[Texto de origem]
◆ ◆ ◆ ◆ ◆

Ao lermos a biografia de um escritor ligado aos movimentos de vanguarda da literatura da primeira metade do século XX, a sensação de contradição é inevitável. Autores que trabalharam pela implosão da estrutura narrativa do romance de talhe oitocentista, podem ter as suas vidas narradas como uma harmoniosa sucessão de eventos, perfeitamente articulados, oferecendo assim uma visão coerente de suas existências?

Em especial a partir da segunda metade do século XX, os pesquisadores da literatura brasileira têm sido pródigos na interpretação das trajetórias de nomes expressivos do assim chamado modernismo brasileiro. Sem contar os estudos monográficos, de história e crítica literária, Carlos Drummond de Andrade, Oswald de Andrade, Patrícia Galvão e Clarice Lispector, apenas para citar alguns, já foram biografados, por vezes em mais de uma obra. Em meio a levas e levas de biografias, permanecia uma ausência: Mário de Andrade.

Rios de tinta correram na escrita de ensaios e o Macunaíma já passava dos 90 anos de idade quando veio a lume a sua primeira biografia. Demora que já era, há muito tempo, motivo de especulação. Por que não se publicava uma biografia deste autor central da inteligência brasileira do século XX? Em uma virtual banca de apostas, uma das explicações mais bem cotadas para esse silêncio seria uma salvaguarda de sua vida pessoal, garantida pelos curadores de seu acervo, verdadeiros guardiões de sua memória. Biografar Mário de Andrade obrigaria o autor a explorar temas que sempre vêm à baila, tais como a sua sexualidade, as suas experiências com drogas, o seu alinhamento político, as suas estratégias de controle do legado modernista.

E Jason Tércio, como se virou com esta camisa de onze varas que é publicar a biografia de Mário de Andrade? A obra é vazada em uma prosa elegante e sem qualquer experimento linguístico ou formal. O que ele oferece, ao arrepio das preocupações de Pierre Bourdieu em A ilusão biográfica[2], é uma narrativa perfeitamente encadeada, conferindo lógica e coerência a todos os eventos que compõem a vida de Mário de Andrade. Tudo começa com o pai, tipógrafo com pendores de poeta, passando pelos familiares mais chegados que apresentaram ao menino a música e a religião. Fica a sensação, deixada pela narrativa biográfica, de que tudo direcionava Mário de Andrade para a vocação que perseguiria durante toda a sua vida: o intelectual brasileiro com apetite insaciável. O literato, o historiador da música e das artes, o professor e esteta.

◆ ◆ ◆ ◆ ◆

[Entradas exibidas]

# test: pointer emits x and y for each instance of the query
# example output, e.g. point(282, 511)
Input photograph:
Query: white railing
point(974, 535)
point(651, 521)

◆ ◆ ◆ ◆ ◆

[Tarefas a fazer]
[A] Atualize tudo o que vai de "Em especial a" até "ausência: Mário de Andrade." no texto de origem, trocando "pesquisadores" por "estudiosos".
[B] Formate as linhas das entradas como uma lista JSON de strings, com uma string para cada linha e sem as linhas em branco.
O texto de origem e as entradas não têm relação entre si.

[Respostas por tarefa]
[A]
Em especial a partir da segunda metade do século XX, os estudiosos da literatura brasileira têm sido pródigos na interpretação das trajetórias de nomes expressivos do assim chamado modernismo brasileiro. Sem contar os estudos monográficos, de história e crítica literária, Carlos Drummond de Andrade, Oswald de Andrade, Patrícia Galvão e Clarice Lispector, apenas para citar alguns, já foram biografados, por vezes em mais de uma obra. Em meio a levas e levas de biografias, permanecia uma ausência: Mário de Andrade.

[B]
[
  "# test: pointer emits x and y for each instance of the query",
  "# example output, e.g. point(282, 511)",
  "Input photograph:",
  "Query: white railing",
  "point(974, 535)",
  "point(651, 521)"
]